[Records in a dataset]

>> BEGIN

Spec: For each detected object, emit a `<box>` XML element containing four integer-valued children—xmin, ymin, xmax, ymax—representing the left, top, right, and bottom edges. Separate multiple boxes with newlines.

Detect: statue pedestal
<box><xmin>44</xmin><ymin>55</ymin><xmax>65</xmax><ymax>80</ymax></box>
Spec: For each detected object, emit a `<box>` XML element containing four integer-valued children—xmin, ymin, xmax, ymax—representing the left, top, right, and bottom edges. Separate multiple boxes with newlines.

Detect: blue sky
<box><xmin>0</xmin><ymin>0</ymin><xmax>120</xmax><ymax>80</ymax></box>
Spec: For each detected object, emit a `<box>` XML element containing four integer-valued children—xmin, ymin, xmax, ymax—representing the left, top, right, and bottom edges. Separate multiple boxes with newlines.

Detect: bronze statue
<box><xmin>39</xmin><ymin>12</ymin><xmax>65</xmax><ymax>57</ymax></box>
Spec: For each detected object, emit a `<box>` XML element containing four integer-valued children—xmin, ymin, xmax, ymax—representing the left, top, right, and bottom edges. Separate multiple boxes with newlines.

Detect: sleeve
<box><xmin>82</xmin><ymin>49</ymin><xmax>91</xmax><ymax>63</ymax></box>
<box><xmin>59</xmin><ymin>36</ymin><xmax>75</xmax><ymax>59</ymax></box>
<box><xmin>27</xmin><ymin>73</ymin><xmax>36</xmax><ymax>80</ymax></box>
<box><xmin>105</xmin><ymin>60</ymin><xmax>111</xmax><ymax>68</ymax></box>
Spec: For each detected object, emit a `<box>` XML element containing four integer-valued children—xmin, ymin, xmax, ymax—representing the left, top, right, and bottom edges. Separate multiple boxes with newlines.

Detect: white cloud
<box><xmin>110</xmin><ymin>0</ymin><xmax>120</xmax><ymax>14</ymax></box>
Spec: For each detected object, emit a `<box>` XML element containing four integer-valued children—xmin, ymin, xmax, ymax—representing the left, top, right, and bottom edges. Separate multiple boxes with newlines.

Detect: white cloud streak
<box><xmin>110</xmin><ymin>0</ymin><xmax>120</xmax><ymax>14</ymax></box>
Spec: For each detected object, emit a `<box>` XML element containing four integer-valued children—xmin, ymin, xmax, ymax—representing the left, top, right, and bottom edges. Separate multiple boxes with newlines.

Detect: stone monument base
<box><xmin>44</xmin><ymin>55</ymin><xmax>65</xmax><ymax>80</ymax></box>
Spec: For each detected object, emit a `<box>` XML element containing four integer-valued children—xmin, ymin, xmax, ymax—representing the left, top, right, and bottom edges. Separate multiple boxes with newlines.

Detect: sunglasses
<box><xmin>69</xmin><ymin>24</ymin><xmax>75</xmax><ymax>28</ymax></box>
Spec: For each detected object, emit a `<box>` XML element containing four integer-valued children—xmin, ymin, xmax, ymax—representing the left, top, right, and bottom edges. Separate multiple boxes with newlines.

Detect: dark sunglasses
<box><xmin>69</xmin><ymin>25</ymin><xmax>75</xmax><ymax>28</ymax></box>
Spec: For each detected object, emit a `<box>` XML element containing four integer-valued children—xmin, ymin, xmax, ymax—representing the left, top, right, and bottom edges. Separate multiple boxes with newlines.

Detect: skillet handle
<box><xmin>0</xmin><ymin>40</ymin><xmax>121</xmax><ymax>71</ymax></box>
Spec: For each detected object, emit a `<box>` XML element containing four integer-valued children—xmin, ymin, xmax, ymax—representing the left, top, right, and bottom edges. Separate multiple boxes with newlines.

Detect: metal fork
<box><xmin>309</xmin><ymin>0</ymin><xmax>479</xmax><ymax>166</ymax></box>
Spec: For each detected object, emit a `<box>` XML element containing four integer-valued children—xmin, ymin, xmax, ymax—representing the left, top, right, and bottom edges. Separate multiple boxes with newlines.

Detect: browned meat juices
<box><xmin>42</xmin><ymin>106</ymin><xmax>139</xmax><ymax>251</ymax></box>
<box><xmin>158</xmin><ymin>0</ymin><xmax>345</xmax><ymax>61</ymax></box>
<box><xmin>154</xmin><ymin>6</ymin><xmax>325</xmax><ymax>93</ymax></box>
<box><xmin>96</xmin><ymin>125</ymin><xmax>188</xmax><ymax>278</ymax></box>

>> END

Show every line of the records above that contains the word "white", matching case exactly.

Detect: white cloud
Detect: white cloud streak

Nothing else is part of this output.